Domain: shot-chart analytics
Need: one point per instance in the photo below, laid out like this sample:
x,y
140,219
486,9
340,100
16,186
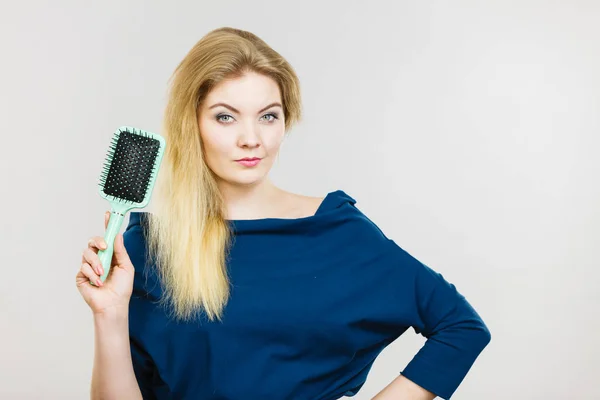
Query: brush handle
x,y
114,225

INSTRUCTIONS TO FOLLOW
Could you reproduce the material above word for word, omitting the picture?

EXERCISE RESULT
Domain: shot-chart analytics
Need: one point per instance in the photo below, laid out like this sample:
x,y
140,219
486,9
340,100
16,186
Query: brush handle
x,y
114,225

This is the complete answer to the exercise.